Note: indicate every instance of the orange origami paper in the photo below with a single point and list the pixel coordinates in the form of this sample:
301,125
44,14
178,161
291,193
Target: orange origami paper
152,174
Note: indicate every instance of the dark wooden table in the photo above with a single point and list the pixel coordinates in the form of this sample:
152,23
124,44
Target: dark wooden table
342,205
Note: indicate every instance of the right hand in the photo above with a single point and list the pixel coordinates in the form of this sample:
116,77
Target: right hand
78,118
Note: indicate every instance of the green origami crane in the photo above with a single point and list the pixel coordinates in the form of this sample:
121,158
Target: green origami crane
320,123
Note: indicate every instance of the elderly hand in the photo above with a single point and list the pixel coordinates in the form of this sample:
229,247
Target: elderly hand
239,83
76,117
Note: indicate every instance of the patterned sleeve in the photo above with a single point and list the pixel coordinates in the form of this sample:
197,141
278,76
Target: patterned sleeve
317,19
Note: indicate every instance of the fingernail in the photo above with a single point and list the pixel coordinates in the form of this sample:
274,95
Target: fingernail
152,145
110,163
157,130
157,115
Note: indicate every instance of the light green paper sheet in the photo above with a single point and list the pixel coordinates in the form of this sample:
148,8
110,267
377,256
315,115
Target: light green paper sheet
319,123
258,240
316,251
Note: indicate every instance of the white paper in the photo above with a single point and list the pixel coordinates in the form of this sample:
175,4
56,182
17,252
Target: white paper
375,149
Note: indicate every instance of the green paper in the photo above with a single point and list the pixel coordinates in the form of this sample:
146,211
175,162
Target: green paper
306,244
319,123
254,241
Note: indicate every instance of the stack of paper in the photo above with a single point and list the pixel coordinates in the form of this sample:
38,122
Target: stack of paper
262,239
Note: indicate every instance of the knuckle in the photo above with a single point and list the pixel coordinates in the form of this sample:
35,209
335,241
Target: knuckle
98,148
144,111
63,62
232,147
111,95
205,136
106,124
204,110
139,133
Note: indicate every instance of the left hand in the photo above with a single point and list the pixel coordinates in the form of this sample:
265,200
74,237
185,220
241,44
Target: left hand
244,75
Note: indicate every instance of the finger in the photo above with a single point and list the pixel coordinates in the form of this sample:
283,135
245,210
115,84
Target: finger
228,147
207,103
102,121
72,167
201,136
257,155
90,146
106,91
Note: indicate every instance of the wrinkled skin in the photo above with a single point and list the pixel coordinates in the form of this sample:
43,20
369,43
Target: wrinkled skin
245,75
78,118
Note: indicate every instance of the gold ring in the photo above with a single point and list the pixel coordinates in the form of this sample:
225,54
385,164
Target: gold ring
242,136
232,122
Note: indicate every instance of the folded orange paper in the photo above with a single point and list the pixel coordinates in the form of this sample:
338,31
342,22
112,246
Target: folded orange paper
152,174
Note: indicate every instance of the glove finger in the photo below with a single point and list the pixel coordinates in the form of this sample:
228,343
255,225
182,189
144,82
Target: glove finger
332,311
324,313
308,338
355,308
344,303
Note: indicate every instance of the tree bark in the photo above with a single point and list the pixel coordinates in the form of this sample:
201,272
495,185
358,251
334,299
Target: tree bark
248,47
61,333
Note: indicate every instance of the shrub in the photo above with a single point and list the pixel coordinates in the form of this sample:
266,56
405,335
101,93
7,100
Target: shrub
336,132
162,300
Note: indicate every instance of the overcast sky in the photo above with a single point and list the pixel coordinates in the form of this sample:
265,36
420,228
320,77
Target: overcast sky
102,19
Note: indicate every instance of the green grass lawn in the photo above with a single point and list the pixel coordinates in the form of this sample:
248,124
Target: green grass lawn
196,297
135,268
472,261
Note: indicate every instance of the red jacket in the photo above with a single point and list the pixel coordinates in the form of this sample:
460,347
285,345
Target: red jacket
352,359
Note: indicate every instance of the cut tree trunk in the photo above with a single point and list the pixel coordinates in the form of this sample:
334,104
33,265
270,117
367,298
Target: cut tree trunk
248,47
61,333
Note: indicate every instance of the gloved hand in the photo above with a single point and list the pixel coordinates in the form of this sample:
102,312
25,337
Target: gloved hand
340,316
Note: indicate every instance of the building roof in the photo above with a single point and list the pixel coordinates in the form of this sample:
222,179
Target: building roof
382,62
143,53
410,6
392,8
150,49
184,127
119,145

***

**Exercise directions:** Could you reproduce every line of the listing exactly?

**Task result:**
Note: indicate every instance of the orange origami paper in the photo below with a single point and list the pixel coordinates in the form of this sample:
301,125
44,14
178,161
291,193
Target: orange origami paper
152,174
Note: indicate every instance of the dark wooden table in the photo above with a single point and list the pixel coordinates in the form of this sample:
152,23
124,44
Target: dark wooden table
342,205
Note: indicate every instance of the right hand in the photo above with a single point and list the pixel coordinates in the form of this sample:
116,77
Target: right hand
78,118
Note: indicate every instance of the green origami crane in the photo above with a single point and list the pixel coordinates in the form of this sample:
121,158
Target: green origami crane
320,123
Note: indicate every instance of the elderly hand in the photo above with a single point and list the pixel coordinates in the form of this sample:
229,247
Target: elderly hand
239,83
76,117
Note: indicate every instance of the patterned sleeve in the photo above with a single point and list the pixel coordinates in the form of this sample:
197,141
278,76
Target: patterned sleeve
317,19
Note: indicate every instance of the fingernail in the photo above with a single point and list the pixel coordinates in the form of this sample:
274,95
Target: fingernail
152,145
110,163
157,130
157,115
Note: indicate every instance of the light green paper sheet in the photo above with a single point and list the pixel coordinates in the form of this sample:
148,8
110,267
377,256
315,115
Target: light green paper sheet
319,123
258,240
316,251
Note: indicate every instance of the white paper in the photo above with a single point and list the pixel coordinates in the form of this sample:
175,4
56,182
17,252
Target: white paper
375,149
Note: indicate every instance of the green paper in the photo above with a single point and list the pixel coordinates in the form of this sample:
146,211
175,162
Target: green paper
306,244
319,123
254,241
Note: indicate every instance of the stack of paper in the photo above with a single point and list the pixel coordinates in the form of this sample:
38,122
Target: stack of paper
262,239
Note: indicate every instance of the knuckle in the photo above with a single point and list the pixel coordinates in the form of this sample:
35,209
335,241
Target: knuckle
98,148
144,111
63,62
232,147
111,95
205,136
106,124
204,110
139,133
Note: indicate every instance of the left hand in the photo above with a single point and list the pixel coordinates in the form of this sample:
265,200
74,237
185,220
241,44
Target: left hand
244,75
Note: indicate every instance of the finger in the photo above with a single point and list the pixel coordinates in the form of this sample:
283,135
245,210
115,84
Target: finger
228,147
207,103
102,121
72,167
201,136
257,155
90,146
106,91
Note: indicate every instance of the wrinkled skin in the photo above with a single point and list the pixel coordinates in the form of this sample:
43,20
369,43
Target: wrinkled skin
245,75
78,118
Note: indicate every instance of the gold ring in the photo above with a single point and list the pixel coordinates in the form of this sample:
225,54
385,164
Target: gold ring
242,136
232,122
Note: indicate every instance of the folded orange paper in the photo above with a single point and list the pixel coordinates in the form of this sample:
338,31
342,22
112,246
Target: folded orange paper
152,174
Note: indicate every instance of the glove finger in the photo below with a single point and list the pixel coordinates in the form of this sample:
228,343
255,225
182,189
144,82
Target: glove finger
332,311
324,313
308,338
355,308
344,303
Note: indicate every instance of the tree bark in the photo above with a single point and list the pixel coordinates in the form of this sample:
201,272
495,185
358,251
334,299
Target: tree bark
248,47
61,333
Note: indicate every instance of the shrub in the photo above with a single point and list the pixel coordinates in the form of this sample:
266,56
405,335
101,93
7,100
Target: shrub
336,132
162,300
Note: indicate every instance of the overcast sky in the photo above with a single point and list the pixel coordinates in the form of this sample:
265,36
420,228
320,77
Target: overcast sky
102,19
Note: indicate every instance of the green grass lawn in the photo above with a single point and list the pixel coordinates in the form of this sample:
248,124
Target: green grass lawn
196,297
135,268
472,261
Note: indicate every instance of the red jacket in the photo above with a single point and list the pixel coordinates in the form of this sample:
460,347
285,345
Target: red jacket
352,359
Note: indicate every instance of the cut tree trunk in the photo above with a single point and list the pixel coordinates in the form of this sample:
334,104
33,265
270,117
367,298
Target: cut tree trunk
248,47
61,333
Note: indicate every instance of the gloved hand in the photo above with a single point and list the pixel coordinates in the form of this sample:
102,312
25,337
Target: gloved hand
340,316
Note: indicate every instance of the building roof in the photo above with a single point and list the pixel coordinates in the form of this sample:
222,179
Target: building roof
382,62
143,53
410,6
392,8
150,49
184,127
119,145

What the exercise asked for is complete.